- _EXERCÍCIOS_:
[a] Segundo a crítica de Eu Não Choro, por que é Olka quem precisa viajar ao país vizinho após a morte do pai?
[b] Liste os lugares por onde, de acordo com a crítica de Eu Não Choro, a câmera acompanha as andanças de Olka.
[c] Quem dirigiu o filme analisado na crítica de Eu Não Choro?

- _TEXTO DO DOCUMENTO_:
'''
Olka leva uma vida de dificuldades numa pequena cidade polonesa com a mãe e o irmão deficiente. O pai deixou o país há muitos anos para trabalhar na construção civil na Irlanda, e dificilmente entra em contato. Mesmo assim, ele prometeu à filha que lhe daria dinheiro para comprar um carro. Quando Olka recebe a notícia de que o pai morreu num acidente de trabalho, ela é obrigada a viajar ao país vizinho para cuidar da repatriação do corpo. Enquanto isso, tenta descobrir se ele realmente poupou para o presente. Através dos colegas de trabalho e amigos do pai, descobre um homem que ela mesma jamais conheceu.

Crítica

O anúncio sobre a morte de um ente querido costuma ser acompanhado de um cuidado particular na escolha das palavras, estabelecendo o tom de pesar, o choque dos familiares. Em Eu Não Choro (2020), o aviso sobre a morte do pai polonês, vítima de um acidente de trabalho na Irlanda, possui um caráter diferente. A ligação telefônica tem conexão fraca e as palavras se perdem. A dificuldade desta família polonesa em compreender o inglês prejudica a interpretação de frases mais polidas como “Ele se foi”, “Ele não resistiu”. O interlocutor, vencido pelas tentativas, é obrigado a repetir: “Ele morreu. Morreu. Ele morreu, entenderam?”. Mãe, filha e filho permanecem em silêncio à mesa, dentro da pequena cozinha da residência de classe média-baixa. No dia seguinte, continuam sentados nos exatos lugares onde se encontravam na noite passada. Esta cena importantíssima diz muito sobre a abordagem do diretor Piotr Domalewski a partir de um material propenso ao melodrama. Ele retira o desespero, a catarse, o momento de raiva ou incompreensão. O sujeito morreu, portanto Olka (Zofia Stafiej), a única que compreende inglês, é obrigada a viajar ao país vizinho e cuidar dos procedimentos necessários. O pragmatismo diante da morte dita o tom de um drama seco, próximo do realismo social tipicamente inglês (vide as obras de Ken Loach e Mike Leigh).

Esta descrição poderia sugerir uma obra fria a respeito de pessoas desumanas ou ensimesmadas. Ora, o autor foge à armadilha de transformar o núcleo familiar num grupo de aproveitadores. A preocupação com a saúde psíquica de Olka é evidente: a câmera acompanha cada gesto e expressão da adolescente de 17 anos em suas andanças por hospitais, casas funerárias, departamentos administrativos e no porto onde trabalhava o pai. Entretanto, estes personagens não possuem o luxo de interromper suas vidas cotidianas para se dedicarem ao luto. Eles precisam descobrir um meio de obter o dinheiro necessário ao velório, o enterro e o repatriamento do corpo. A garota ainda tem aulas na escola, além de alimentar o flerte virtual com um rapaz que insiste em receber nudes. A mãe precisa cuidar do filho deficiente, além da casa. Há contas para pagar, papéis a arranjar. A morte costuma representar, nas ficções dramáticas, o instante de ruptura permitindo aos protagonistas reavaliar suas ações no passado e objetivos para o futuro. Em contrapartida, esta heroína ocupa um eterno presente. No país vizinho, tem que encontrar um lugar para dormir. Ela se encontra em constante deslocamento, entrando e saindo de ruas, comércios, cômodos, conversando com estranhos em tom de ameaça ou chantagem. A câmera atenta, porém distanciada, a segue fielmente, como descobrisse os próximos passos de Olka junto do espectador.
'''
- _INFORMAÇÕES FORNECIDAS_:
'''
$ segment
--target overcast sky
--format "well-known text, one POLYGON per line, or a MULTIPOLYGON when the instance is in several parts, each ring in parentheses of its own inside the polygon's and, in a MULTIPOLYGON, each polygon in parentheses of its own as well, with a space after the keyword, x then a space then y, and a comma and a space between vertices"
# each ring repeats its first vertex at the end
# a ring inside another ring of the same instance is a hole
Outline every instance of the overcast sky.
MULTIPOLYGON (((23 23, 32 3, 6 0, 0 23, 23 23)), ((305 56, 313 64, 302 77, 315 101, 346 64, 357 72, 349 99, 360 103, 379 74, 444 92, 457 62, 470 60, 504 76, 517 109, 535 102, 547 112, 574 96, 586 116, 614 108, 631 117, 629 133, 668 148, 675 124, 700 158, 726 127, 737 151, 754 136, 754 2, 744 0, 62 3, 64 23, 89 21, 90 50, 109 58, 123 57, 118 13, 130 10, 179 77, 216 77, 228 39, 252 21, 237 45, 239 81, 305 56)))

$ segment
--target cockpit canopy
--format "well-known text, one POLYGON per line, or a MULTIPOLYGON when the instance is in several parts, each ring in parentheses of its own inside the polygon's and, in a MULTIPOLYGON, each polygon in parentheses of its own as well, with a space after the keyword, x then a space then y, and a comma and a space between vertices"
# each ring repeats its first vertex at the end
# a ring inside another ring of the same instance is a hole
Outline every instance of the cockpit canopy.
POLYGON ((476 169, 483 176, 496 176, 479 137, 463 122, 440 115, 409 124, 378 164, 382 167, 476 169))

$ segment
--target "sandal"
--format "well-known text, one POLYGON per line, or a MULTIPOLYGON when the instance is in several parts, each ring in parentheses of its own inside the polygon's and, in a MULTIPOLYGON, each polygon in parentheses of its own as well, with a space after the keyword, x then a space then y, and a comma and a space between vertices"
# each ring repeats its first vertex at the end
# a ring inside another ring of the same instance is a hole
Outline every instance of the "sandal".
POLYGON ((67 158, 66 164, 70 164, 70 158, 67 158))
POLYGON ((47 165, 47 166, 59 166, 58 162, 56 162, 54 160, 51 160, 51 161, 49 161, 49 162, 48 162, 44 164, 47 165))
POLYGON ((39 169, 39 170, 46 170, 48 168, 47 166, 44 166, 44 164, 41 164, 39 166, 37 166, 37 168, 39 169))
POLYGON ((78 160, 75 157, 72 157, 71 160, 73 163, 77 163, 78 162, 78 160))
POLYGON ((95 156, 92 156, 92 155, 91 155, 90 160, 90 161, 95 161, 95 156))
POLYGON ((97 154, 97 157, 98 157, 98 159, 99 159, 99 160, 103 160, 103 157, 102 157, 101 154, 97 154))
'''
- _RESPOSTAS_:
[a] Porque Olka é a única da família que compreende inglês. Por isso é obrigada a viajar e cuidar dos procedimentos necessários.

[b] Hospitais, casas funerárias, departamentos administrativos e o porto onde trabalhava o pai.

[c] Piotr Domalewski.